**Tasks and exercises:**
1) Reproduce the Forbidden Planet soundtrack post from "[sdiy] Essential listening?" to "old classics much)." word for word.
2) In the Forbidden Planet soundtrack post, what leads Scott to guess that no one has repeated the technique using modern components?

**Extracted text:**
[sdiy] Essential listening? - Forbidden Planet soundtrack

Scott Gravenhorst music.maker at gte.net
Mon Jan 5 16:31:54 CET 2004


jbv <jbv.silences at Club-Internet.fr> wrote:
>
>
>Scott,
>
>>
>> I do agree that it isn't my thing either (music concrete).  I've got a VHS
>> copy I snagged from TV years ago (they don't play these old classics much).
>> An album of just that wouldn't do much for me either.  Ever since I learned
>> how it was made, I wondered if anyone had ever done such things again,
>> especially with modern day components.  Judging from the responses, I would
>> guess not.  I would also guess that using this technique was a matter of
>> accidental discovery and not by deliberate engineering design.
>
>What are you refering to by "accidental discovery and not by deliberate
>engineering
>design" , musique concrete or early electronic works such as the Forbidden
>Planet
>sndtk ?

**Entries supplied:**
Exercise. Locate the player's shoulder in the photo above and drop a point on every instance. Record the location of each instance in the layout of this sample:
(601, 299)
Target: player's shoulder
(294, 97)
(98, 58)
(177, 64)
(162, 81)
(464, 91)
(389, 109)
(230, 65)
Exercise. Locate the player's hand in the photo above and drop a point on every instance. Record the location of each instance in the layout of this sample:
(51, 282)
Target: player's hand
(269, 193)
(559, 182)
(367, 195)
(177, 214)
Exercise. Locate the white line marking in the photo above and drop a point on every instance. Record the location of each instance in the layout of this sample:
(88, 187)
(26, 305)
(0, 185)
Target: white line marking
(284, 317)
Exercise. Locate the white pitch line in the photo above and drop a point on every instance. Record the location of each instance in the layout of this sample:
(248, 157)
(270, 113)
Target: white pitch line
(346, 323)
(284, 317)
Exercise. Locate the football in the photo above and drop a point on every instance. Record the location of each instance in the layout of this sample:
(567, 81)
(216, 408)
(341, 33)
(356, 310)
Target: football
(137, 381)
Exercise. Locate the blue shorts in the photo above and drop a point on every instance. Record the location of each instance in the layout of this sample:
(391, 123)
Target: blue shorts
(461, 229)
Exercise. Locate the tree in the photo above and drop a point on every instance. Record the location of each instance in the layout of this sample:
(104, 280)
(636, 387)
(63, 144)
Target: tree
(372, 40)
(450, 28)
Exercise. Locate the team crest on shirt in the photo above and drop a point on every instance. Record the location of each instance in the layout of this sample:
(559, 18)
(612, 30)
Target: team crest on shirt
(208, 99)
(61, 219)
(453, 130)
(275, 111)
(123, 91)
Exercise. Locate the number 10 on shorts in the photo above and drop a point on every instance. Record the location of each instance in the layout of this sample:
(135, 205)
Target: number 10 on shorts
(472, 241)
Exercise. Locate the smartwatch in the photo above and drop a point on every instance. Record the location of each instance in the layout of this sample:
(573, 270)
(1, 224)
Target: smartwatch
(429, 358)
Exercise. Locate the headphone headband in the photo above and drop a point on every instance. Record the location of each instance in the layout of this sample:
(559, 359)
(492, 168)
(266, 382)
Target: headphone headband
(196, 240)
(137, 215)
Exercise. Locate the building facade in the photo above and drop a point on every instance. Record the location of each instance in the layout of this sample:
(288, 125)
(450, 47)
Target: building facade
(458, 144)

**Expected answers:**
1)
[sdiy] Essential listening? - Forbidden Planet soundtrack

Scott Gravenhorst music.maker at gte.net
Mon Jan 5 16:31:54 CET 2004


jbv <jbv.silences at Club-Internet.fr> wrote:
>
>
>Scott,
>
>>
>> I do agree that it isn't my thing either (music concrete).  I've got a VHS
>> copy I snagged from TV years ago (they don't play these old classics much).

2) Scott's guess rests on the responses already received. Judging from those responses, Scott concludes that no one has done such things again.